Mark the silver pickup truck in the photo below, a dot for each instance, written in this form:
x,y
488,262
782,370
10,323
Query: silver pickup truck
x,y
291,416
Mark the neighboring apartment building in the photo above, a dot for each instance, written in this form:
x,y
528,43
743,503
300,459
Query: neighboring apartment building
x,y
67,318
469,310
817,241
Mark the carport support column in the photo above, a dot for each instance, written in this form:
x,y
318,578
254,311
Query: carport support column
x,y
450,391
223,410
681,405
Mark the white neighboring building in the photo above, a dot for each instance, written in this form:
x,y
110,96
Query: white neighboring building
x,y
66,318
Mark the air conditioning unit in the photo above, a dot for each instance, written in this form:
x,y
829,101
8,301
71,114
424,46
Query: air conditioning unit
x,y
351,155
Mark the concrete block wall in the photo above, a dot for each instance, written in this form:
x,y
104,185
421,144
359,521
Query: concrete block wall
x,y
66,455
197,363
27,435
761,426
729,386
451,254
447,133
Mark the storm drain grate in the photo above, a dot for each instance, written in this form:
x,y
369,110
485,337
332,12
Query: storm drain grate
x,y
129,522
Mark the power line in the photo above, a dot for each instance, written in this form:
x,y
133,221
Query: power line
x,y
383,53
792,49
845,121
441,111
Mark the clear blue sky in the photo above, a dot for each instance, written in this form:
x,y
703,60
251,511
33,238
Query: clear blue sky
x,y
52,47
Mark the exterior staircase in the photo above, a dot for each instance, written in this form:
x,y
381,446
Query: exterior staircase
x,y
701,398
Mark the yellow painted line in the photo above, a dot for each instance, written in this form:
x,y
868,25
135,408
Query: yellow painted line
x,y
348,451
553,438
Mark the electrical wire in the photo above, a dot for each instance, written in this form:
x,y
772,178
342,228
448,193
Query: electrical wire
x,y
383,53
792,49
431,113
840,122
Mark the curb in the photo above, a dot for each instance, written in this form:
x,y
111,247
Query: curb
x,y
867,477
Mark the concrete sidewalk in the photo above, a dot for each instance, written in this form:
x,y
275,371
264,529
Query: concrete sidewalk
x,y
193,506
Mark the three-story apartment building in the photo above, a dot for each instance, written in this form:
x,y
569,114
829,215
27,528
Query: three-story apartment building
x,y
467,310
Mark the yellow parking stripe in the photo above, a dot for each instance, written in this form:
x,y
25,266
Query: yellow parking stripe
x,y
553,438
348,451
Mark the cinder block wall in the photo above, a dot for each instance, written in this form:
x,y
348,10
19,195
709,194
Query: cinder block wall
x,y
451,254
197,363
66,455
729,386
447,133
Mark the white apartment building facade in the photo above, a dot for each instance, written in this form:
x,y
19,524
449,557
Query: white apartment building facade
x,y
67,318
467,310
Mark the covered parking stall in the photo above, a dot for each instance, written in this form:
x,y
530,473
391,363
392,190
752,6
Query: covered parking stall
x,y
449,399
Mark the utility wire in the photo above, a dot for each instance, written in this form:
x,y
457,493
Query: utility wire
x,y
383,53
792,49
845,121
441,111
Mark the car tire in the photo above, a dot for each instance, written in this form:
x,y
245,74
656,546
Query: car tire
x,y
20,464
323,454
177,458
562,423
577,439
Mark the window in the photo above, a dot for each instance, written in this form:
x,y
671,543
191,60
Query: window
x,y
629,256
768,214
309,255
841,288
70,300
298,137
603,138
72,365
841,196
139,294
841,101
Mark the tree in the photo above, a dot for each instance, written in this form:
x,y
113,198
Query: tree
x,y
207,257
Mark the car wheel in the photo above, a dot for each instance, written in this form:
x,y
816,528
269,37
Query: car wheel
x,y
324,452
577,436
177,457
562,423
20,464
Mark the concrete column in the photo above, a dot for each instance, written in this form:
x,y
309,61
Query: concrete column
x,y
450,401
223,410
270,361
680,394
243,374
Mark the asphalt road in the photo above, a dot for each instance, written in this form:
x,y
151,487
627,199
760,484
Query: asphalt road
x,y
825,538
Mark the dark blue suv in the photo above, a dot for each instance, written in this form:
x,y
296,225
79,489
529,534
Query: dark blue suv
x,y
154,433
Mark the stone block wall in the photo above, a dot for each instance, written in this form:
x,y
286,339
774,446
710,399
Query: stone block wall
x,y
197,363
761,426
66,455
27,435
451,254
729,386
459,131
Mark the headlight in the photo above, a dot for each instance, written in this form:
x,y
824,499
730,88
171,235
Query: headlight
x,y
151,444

□ □ □ □ □

- **Activity**
Repeat the material above in full, quoting it exactly.

- **Solution below**
Mark the silver pickup truck in the photo below, a dot for each instance, written in this form:
x,y
488,262
782,370
10,323
Query: silver pickup truck
x,y
291,416
Mark the neighboring apartment building in the photo above, a dot for each instance, written in this form:
x,y
528,43
743,503
300,459
Query: neighboring apartment building
x,y
67,318
469,310
817,241
Mark the carport support column in the photo above, a dot for each instance, written in this form:
x,y
318,578
254,311
Query: carport support column
x,y
450,391
223,410
681,405
Mark the white neighboring building in the photo above, a dot for each instance, written in this form:
x,y
110,96
Query: white neighboring building
x,y
66,318
Mark the air conditioning unit in the photo above, a dot for each instance, written in this form:
x,y
829,101
8,301
71,114
424,46
Query: air conditioning unit
x,y
351,155
Mark the concrete block wall in the photo above, a dot for each instance, written in this form:
x,y
104,185
421,144
359,521
Query: concrete block wall
x,y
66,455
197,363
27,435
761,426
729,386
451,254
447,133
Mark the storm drain grate in the photo above, a dot for each instance, written in this form:
x,y
369,110
485,337
332,12
Query: storm drain grate
x,y
129,522
Mark the power line in the photo above, a dot for each instance, written in this form:
x,y
133,221
Query: power line
x,y
383,53
792,49
845,121
441,111
Mark the clear blue sky in the photo above, a dot for each instance, written in this form:
x,y
703,60
251,511
33,238
Query: clear blue sky
x,y
52,47
Mark the exterior staircase in the photo above, a dot for each instance, written in this form:
x,y
381,446
Query: exterior staircase
x,y
701,398
Mark the yellow painted line in the photo above, a dot for each instance, written in this form:
x,y
868,25
135,408
Query: yellow painted line
x,y
348,451
553,438
Mark the electrical wire in the photo above, a dot for each instance, written in this form:
x,y
772,178
342,228
448,193
Query: electrical wire
x,y
383,53
792,49
431,113
840,122
Mark the curb in the photo above, a dot for each instance, written in this form:
x,y
111,247
Query: curb
x,y
867,477
Mark the concrete sidewalk in the photo above, a dot for each instance, written in this form:
x,y
275,371
264,529
Query: concrete sidewalk
x,y
193,506
Mark the three-story apartment building in the photo above, a dot for each instance, written in this form:
x,y
569,114
829,215
27,528
Query: three-story apartment building
x,y
467,310
Mark the yellow parking stripe in the photo above, a dot for each instance, written in this form:
x,y
25,266
Query: yellow parking stripe
x,y
553,438
348,451
Mark the cinder block wall in the photo above, a dot for each instance, written in this form:
x,y
348,10
19,195
709,194
Query: cinder block wall
x,y
451,254
197,363
66,455
729,386
447,133
Mark the white apartment building facade in the photo above, a dot for each instance, written in this form:
x,y
19,524
449,557
Query: white apartment building facade
x,y
67,318
467,310
Mark the covered parking stall in the photo above, a dot for each instance, written in this form:
x,y
530,473
391,363
392,190
752,6
Query: covered parking stall
x,y
449,399
Mark the utility wire in the photo above, a dot for each instance, written in this form:
x,y
457,493
Query: utility wire
x,y
383,53
792,49
845,121
441,111
Mark the car tire in the photo above, a dot for each instance, written in this form:
x,y
245,74
656,546
Query: car tire
x,y
20,464
323,454
177,458
562,423
577,439
Mark the window in the photo above, a dot for each instance, written in this form:
x,y
671,543
191,60
Query: window
x,y
629,256
768,214
309,255
841,288
70,300
298,137
603,138
72,365
841,196
139,294
841,101
Mark the tree in the photo above, a dot for each instance, written in this form:
x,y
113,198
Query: tree
x,y
207,257
Mark the car wheel in the photo above, a dot for each instance, written in this form:
x,y
816,528
269,37
Query: car wheel
x,y
324,452
577,436
177,457
562,423
20,464
Mark the concrete column in the photo above, a dot for each instance, written in this form:
x,y
309,61
Query: concrete column
x,y
450,401
223,410
270,361
680,394
243,374
Mark the asphalt road in the photo above, a dot for each instance, written in this form:
x,y
151,487
627,199
760,484
Query: asphalt road
x,y
825,538
Mark the dark blue suv in the photo above, a dot for each instance, written in this form:
x,y
296,225
79,489
529,534
Query: dark blue suv
x,y
154,433
Mark the stone block wall in the photo above, a dot for each instance, written in this form:
x,y
286,339
774,446
710,399
Query: stone block wall
x,y
197,363
761,426
66,455
27,435
451,254
729,386
459,131
Mark the headlight in the photo above, a dot for each instance, written in this form:
x,y
824,499
730,88
171,235
Query: headlight
x,y
151,444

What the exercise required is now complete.